_Data supplied_:
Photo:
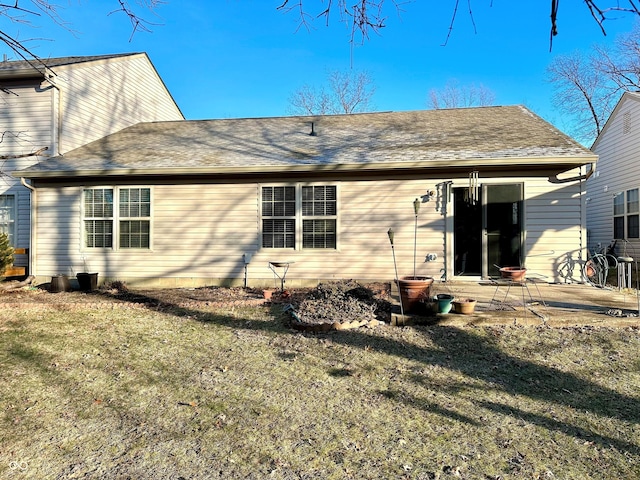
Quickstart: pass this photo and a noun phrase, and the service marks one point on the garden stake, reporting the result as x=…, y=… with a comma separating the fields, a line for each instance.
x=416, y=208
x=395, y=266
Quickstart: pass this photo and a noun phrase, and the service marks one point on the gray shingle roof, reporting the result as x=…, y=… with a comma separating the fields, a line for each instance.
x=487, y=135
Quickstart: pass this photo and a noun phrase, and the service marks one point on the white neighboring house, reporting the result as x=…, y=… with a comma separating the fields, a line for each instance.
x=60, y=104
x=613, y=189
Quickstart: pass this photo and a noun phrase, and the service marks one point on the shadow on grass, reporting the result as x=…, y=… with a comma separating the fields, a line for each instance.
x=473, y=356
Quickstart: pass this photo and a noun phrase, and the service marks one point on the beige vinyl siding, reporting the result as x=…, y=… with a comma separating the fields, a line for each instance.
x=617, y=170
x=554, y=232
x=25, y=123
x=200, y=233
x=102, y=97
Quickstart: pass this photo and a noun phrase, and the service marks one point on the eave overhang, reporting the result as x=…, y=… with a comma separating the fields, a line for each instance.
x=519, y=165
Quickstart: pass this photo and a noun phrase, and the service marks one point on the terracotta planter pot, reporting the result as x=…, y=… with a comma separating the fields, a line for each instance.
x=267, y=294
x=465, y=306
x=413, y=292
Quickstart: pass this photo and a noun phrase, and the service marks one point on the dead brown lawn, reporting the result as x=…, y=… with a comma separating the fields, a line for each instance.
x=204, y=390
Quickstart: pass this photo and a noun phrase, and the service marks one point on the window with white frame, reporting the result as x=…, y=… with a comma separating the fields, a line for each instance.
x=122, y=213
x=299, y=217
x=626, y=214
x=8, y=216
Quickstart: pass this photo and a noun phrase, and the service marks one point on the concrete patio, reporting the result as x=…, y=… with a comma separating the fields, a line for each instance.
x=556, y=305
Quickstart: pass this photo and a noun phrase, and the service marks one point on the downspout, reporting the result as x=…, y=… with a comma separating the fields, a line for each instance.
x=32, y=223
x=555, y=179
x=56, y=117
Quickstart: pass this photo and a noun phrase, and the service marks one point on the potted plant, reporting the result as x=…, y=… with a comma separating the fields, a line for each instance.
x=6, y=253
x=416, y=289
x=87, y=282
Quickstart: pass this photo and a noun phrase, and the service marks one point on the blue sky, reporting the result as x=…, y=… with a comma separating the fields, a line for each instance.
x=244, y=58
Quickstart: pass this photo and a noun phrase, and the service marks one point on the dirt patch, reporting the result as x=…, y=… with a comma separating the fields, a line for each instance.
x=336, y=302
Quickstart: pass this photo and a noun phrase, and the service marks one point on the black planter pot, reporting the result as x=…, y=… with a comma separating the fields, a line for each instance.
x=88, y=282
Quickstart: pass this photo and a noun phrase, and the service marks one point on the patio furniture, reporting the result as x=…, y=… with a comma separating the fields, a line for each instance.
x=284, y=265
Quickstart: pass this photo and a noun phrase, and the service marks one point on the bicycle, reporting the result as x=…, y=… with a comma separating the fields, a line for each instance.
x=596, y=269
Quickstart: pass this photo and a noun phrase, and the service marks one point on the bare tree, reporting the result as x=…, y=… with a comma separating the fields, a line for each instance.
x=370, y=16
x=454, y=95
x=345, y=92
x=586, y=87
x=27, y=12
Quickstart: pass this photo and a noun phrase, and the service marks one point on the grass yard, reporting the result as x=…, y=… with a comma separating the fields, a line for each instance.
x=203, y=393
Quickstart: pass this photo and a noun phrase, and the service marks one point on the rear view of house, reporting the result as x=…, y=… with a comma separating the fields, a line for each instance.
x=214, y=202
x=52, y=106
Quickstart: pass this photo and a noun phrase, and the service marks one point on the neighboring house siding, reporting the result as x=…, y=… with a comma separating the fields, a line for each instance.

_Action item_: Could you copy the listing exactly, leaving out any pictures?

_Exercise result_:
Photo:
Quickstart: pass this photo and a noun phrase, and the service marks one point on the garden stake, reporting the result as x=…, y=… with a comma separating the fields, a line for each instance.
x=416, y=208
x=395, y=266
Quickstart: pass this photo and a noun phrase, and the service marks one point on the gray shingle roof, reporting the result as x=…, y=… with a comma separating the fields, a line for each instance.
x=487, y=135
Quickstart: pass this photo and a noun phrase, and the service marks one point on the white neighboring house, reporting the result as x=…, y=… with a comma separating the fields, a line for each instance.
x=60, y=104
x=613, y=189
Quickstart: pass this photo and a noun phrase, and the service marks one point on the shadow on grass, reporting the result as x=…, y=… with a comma separating the fields, a line for each instance.
x=473, y=356
Quickstart: pass this photo and a noun phrase, and the service marks one point on the beige vinyl siding, reporting the result as x=…, y=… with a comma separating the fields, a line for each instance.
x=617, y=170
x=554, y=232
x=25, y=123
x=200, y=233
x=102, y=97
Quickstart: pass this photo and a noun phrase, and the service marks one point on the eave overhang, reporting the result as x=…, y=… with a comma separating the fields, a line for each instance.
x=519, y=165
Quickstart: pass this photo and a noun phrase, and the service marks one point on the terracotta planter pot, reporting the result as x=…, y=… with a comma separating the fields, a line for each instance.
x=267, y=294
x=465, y=306
x=413, y=292
Quickstart: pass this photo and a noun phrase, and the service marks one point on the dead brown lawn, reporting the result as x=…, y=… with a comma separating the fields, a line for each instance.
x=204, y=390
Quickstart: pass this photo and a noun phrase, and the service marks one point on the window with white frame, reporting the result as x=…, y=… with a comma separating the fields, a line for each instance.
x=122, y=213
x=299, y=217
x=626, y=214
x=8, y=216
Quickstart: pass this photo and a noun phrase, and the service marks one point on the concrete patio, reporting the result as x=…, y=… with a comma separating the fields, a line for each instance.
x=556, y=305
Quickstart: pass this photo and a noun phrase, and the service marks one point on the downspout, reporting the result as x=…, y=… with a comma separating the fields, a line for each instance.
x=32, y=223
x=555, y=179
x=56, y=117
Quickstart: pass this photo and a noun phrase, and the service marks one point on the potted plant, reporting the result as x=…, y=… with a comma separating the fields, a line for each instance.
x=6, y=253
x=416, y=289
x=87, y=282
Quickstart: pass this photo and a noun phrase, and the service marks one point on the blue sky, reporting the result as x=…, y=… with a comma separating the fields, a line for each instance.
x=244, y=58
Quickstart: pass this photo and a noun phrase, and the service marks one point on the dirt patch, reporting the result as x=…, y=… with a comma separating the fields, a line for each instance.
x=336, y=302
Quickstart: pass this photo and a noun phrase, and the service marks one point on the black planter pot, reporting the result as x=…, y=… with a comma separating the fields, a line for each instance.
x=88, y=282
Quickstart: pass this photo and a noun phrase, and the service marks one point on the patio furniture, reporting the result as x=…, y=… with a comma separating the fields, a line for each instance.
x=284, y=265
Quickstart: pass this photo and a noun phrase, and the service marks one point on the bicycle, reporting the result as x=…, y=… with a comma separating the fields, a line for each instance.
x=596, y=269
Quickstart: pass this photo and a noun phrase, and the service marks one point on the bare tree, reporting the result as x=…, y=… with a comma separating the fields, a line for each instance.
x=370, y=16
x=454, y=95
x=345, y=92
x=586, y=87
x=27, y=12
Quickstart: pass this photo and a noun phrase, and the service marks one point on the grass yard, reporting the result as x=…, y=… with a comma separating the fields, a line for each instance.
x=203, y=393
Quickstart: pass this photo and a noun phrase, and the service marks one point on the rear view of house, reporting the result as x=…, y=… with a comma separating the fields, a line for each instance.
x=214, y=202
x=52, y=106
Quickstart: pass this photo and a noun phrase, and the service marks one point on the neighboring house siding, reporting the result as x=…, y=… with a comma separating the fields, a line for each instance.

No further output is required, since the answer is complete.